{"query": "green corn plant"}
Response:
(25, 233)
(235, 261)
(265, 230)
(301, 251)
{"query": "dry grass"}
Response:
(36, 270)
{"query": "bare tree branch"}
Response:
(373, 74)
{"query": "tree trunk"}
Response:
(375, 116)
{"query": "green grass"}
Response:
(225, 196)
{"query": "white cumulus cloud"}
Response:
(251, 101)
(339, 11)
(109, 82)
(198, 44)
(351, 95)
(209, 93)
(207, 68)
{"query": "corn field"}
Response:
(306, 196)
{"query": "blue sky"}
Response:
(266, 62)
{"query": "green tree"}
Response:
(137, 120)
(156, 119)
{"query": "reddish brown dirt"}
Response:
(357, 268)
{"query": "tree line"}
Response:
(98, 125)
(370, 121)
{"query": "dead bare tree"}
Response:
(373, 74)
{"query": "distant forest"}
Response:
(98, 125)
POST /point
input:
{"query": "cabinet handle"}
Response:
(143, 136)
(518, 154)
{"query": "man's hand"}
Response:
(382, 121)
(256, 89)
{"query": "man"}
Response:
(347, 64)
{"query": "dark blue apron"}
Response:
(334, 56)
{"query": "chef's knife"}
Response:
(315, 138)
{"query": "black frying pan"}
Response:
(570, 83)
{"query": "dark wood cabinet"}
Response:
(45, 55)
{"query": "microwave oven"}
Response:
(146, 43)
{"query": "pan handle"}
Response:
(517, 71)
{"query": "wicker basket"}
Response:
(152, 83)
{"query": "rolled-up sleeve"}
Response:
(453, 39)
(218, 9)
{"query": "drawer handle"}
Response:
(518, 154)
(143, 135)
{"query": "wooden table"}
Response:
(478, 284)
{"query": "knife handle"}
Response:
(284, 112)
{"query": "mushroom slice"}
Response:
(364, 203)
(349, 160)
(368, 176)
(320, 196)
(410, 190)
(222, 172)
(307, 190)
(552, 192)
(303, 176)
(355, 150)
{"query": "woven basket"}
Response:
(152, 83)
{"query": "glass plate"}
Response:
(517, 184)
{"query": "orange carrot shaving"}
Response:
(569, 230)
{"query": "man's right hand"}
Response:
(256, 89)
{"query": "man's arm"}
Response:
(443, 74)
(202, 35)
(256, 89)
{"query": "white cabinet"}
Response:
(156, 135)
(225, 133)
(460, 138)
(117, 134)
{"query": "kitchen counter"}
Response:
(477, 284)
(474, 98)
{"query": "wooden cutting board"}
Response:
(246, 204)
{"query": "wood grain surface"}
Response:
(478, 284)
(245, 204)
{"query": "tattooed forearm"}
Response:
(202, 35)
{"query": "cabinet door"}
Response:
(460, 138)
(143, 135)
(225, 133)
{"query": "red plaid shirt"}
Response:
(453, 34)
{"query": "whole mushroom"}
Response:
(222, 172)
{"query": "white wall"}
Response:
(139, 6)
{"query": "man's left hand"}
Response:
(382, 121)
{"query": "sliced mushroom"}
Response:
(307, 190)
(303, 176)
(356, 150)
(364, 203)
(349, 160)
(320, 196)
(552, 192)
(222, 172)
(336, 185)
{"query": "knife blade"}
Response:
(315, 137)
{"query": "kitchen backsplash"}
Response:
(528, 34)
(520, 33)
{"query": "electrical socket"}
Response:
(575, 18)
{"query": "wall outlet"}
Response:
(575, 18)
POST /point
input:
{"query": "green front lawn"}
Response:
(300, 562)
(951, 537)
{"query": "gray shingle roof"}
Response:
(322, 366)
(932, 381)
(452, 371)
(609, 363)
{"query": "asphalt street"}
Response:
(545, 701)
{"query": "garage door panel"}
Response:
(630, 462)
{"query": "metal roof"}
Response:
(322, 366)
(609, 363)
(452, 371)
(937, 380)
++++++++++++++++++++
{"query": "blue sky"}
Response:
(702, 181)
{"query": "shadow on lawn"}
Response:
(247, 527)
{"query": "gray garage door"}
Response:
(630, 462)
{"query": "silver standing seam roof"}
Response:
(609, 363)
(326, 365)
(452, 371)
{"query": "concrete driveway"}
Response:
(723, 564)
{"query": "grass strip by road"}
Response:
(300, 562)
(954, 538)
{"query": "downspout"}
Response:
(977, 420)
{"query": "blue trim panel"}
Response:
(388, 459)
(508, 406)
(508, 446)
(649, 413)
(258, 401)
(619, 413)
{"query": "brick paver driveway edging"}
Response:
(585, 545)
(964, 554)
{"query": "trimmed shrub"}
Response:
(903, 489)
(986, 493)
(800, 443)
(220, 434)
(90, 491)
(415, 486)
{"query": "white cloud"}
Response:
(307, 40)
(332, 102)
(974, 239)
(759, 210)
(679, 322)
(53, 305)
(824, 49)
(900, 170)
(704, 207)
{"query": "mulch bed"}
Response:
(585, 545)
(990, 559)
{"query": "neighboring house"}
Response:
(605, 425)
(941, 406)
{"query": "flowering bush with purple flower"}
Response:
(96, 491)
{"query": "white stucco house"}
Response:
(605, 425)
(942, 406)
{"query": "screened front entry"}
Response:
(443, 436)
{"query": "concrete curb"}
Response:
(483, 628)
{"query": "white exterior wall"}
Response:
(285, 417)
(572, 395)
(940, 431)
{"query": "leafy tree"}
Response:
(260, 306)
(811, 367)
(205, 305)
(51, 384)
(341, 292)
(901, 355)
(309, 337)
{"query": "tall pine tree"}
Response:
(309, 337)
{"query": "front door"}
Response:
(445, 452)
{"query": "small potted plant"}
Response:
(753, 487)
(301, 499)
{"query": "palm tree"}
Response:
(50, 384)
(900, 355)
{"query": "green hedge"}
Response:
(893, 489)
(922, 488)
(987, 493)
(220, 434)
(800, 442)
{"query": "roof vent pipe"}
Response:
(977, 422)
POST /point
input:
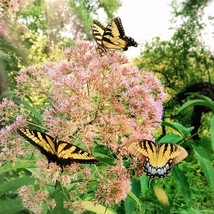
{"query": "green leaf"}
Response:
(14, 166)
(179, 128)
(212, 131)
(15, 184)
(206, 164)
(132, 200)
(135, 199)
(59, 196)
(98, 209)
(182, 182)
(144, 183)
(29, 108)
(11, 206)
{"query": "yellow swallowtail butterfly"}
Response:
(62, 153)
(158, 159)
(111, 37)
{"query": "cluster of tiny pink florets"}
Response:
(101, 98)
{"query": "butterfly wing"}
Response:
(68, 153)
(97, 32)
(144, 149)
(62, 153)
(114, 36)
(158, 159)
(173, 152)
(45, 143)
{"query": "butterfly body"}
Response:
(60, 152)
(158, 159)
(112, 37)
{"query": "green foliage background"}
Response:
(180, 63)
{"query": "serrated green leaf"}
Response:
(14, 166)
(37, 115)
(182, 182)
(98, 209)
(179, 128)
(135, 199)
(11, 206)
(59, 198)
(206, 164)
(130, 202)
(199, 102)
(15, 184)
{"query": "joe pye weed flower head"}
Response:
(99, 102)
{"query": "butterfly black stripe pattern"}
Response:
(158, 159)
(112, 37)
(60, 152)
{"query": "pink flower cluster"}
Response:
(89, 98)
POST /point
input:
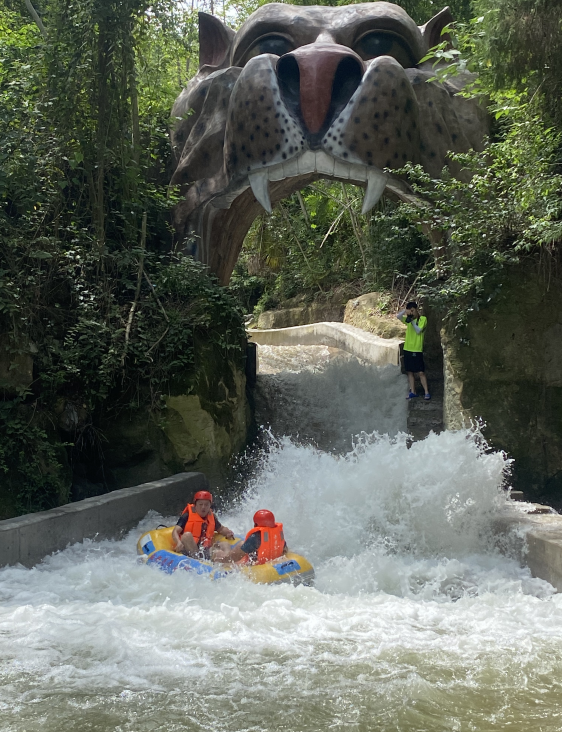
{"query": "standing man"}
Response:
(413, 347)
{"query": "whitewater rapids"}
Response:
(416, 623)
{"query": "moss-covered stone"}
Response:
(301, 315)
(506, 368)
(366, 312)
++++++++++++++++++++
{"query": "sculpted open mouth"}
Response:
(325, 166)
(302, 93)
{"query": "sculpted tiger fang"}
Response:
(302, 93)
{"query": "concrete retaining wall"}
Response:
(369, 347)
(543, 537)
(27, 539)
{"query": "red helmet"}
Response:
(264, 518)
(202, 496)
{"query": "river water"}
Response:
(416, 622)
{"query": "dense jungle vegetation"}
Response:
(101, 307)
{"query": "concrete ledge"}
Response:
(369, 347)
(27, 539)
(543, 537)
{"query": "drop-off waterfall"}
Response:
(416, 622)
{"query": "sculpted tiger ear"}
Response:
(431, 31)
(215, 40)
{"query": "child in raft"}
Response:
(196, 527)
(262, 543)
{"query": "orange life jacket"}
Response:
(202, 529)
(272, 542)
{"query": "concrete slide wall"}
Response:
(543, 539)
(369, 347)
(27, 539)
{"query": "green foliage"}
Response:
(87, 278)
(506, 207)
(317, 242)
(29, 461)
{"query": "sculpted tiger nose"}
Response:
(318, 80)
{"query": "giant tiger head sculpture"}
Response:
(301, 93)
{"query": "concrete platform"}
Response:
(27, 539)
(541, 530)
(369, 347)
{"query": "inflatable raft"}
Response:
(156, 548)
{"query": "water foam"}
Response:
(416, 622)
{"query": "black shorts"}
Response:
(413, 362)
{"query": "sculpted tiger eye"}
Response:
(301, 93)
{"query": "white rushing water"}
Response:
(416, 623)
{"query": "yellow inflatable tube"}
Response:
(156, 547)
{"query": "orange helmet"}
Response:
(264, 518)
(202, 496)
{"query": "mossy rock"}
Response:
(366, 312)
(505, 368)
++++++++++++++++++++
Stated problem - Locate each line in the items above that contains the string "plant", and copy every such line.

Result of the task -
{"query": "green corn plant"}
{"query": "small potted plant"}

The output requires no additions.